(Item tersimpan)
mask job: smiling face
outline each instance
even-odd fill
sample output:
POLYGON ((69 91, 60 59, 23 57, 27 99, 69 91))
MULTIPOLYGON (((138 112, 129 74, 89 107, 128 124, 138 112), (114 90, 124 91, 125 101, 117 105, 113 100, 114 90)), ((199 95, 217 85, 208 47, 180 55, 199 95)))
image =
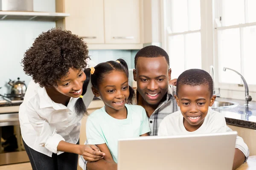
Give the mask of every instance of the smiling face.
POLYGON ((82 94, 82 88, 86 76, 81 70, 70 68, 67 75, 57 82, 54 86, 58 92, 71 97, 79 97, 82 94))
POLYGON ((168 90, 171 70, 164 57, 138 58, 134 79, 137 90, 148 105, 158 105, 168 90))
POLYGON ((125 108, 130 93, 128 77, 125 73, 113 71, 105 75, 98 85, 98 89, 92 88, 93 94, 101 96, 105 104, 106 111, 115 112, 125 108))
POLYGON ((208 85, 179 85, 175 97, 184 117, 184 126, 187 130, 199 128, 207 115, 209 106, 214 102, 216 96, 211 96, 208 85))

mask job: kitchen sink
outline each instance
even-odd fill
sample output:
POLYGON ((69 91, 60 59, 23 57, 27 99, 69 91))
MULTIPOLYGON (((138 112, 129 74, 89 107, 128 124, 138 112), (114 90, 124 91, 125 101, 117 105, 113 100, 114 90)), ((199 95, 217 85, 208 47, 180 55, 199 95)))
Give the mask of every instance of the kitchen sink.
POLYGON ((239 104, 235 102, 215 101, 212 106, 212 109, 235 108, 239 104))

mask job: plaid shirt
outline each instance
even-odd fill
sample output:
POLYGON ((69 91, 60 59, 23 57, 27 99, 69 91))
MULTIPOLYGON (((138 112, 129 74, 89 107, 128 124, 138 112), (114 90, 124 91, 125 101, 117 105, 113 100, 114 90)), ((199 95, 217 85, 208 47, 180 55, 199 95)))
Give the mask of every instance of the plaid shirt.
MULTIPOLYGON (((150 117, 148 118, 149 126, 151 132, 148 134, 150 136, 157 135, 159 125, 163 118, 167 116, 178 110, 177 104, 174 97, 176 94, 176 86, 170 85, 168 88, 166 99, 160 103, 154 111, 150 117)), ((135 94, 137 94, 137 89, 135 89, 135 94)), ((138 105, 137 96, 135 95, 132 104, 138 105)))
MULTIPOLYGON (((148 133, 149 135, 157 135, 159 125, 163 118, 169 114, 178 110, 177 104, 174 97, 174 95, 176 94, 176 86, 170 85, 168 88, 166 100, 158 105, 157 109, 148 118, 149 126, 151 130, 151 132, 148 133)), ((135 96, 133 99, 132 104, 134 105, 138 105, 136 96, 137 89, 135 89, 135 96)), ((88 144, 88 142, 87 140, 84 144, 88 144)), ((84 160, 82 156, 80 156, 79 159, 79 165, 84 170, 86 170, 87 164, 87 162, 84 160)))

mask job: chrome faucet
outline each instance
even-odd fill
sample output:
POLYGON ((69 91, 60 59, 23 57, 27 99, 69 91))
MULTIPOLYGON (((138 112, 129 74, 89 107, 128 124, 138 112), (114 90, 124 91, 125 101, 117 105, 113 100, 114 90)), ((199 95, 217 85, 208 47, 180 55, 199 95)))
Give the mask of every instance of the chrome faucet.
POLYGON ((210 66, 210 75, 212 76, 212 88, 213 88, 213 94, 216 95, 217 97, 220 97, 220 88, 218 88, 219 93, 218 94, 216 94, 215 91, 215 89, 214 88, 214 68, 213 65, 211 65, 210 66))
POLYGON ((239 73, 238 72, 236 71, 236 70, 232 69, 231 68, 227 68, 227 67, 224 67, 223 68, 223 71, 226 71, 226 69, 230 70, 232 71, 235 72, 235 73, 237 73, 238 75, 239 75, 241 77, 242 80, 243 80, 243 82, 244 82, 244 88, 245 88, 245 106, 248 107, 248 106, 249 105, 248 103, 249 102, 252 101, 253 98, 252 98, 252 97, 250 96, 249 95, 249 89, 248 88, 248 85, 247 85, 246 81, 245 81, 245 79, 244 79, 244 78, 243 76, 242 76, 241 74, 239 73))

▸ **KETENTUAN SOAL**:
Salin ulang baris dari baris yang memuat "mask job: plaid shirt" sampai baris yang memuat "MULTIPOLYGON (((148 133, 149", lalu ubah nama "plaid shirt" menjadi "flannel shirt" tanpa mengubah bagian lain.

▸ **JAWABAN SOAL**:
mask job: flannel shirt
outline each instance
even-odd fill
sample output:
POLYGON ((69 91, 60 59, 23 57, 27 99, 69 91))
MULTIPOLYGON (((138 112, 129 74, 89 107, 128 124, 138 112), (114 90, 124 91, 125 101, 117 105, 113 100, 114 90)), ((199 95, 217 85, 208 47, 180 55, 199 95)))
Give the mask of every instance of the flannel shirt.
MULTIPOLYGON (((150 117, 148 118, 149 126, 151 132, 148 134, 150 136, 157 135, 159 125, 163 118, 167 116, 178 110, 177 104, 174 97, 176 94, 176 86, 170 85, 168 88, 166 99, 160 103, 154 111, 150 117)), ((135 94, 137 94, 137 89, 135 89, 135 94)), ((138 105, 137 96, 135 95, 132 104, 138 105)))
MULTIPOLYGON (((148 133, 149 135, 157 135, 159 125, 163 118, 169 114, 178 110, 177 104, 174 97, 174 95, 176 94, 176 86, 170 85, 168 88, 166 100, 158 105, 157 109, 148 118, 149 126, 151 130, 151 132, 148 133)), ((135 96, 133 99, 132 104, 134 105, 138 105, 136 96, 137 89, 135 89, 135 96)), ((88 144, 88 142, 87 140, 84 144, 88 144)), ((84 160, 82 156, 80 156, 79 159, 79 165, 84 170, 86 170, 87 164, 87 162, 84 160)))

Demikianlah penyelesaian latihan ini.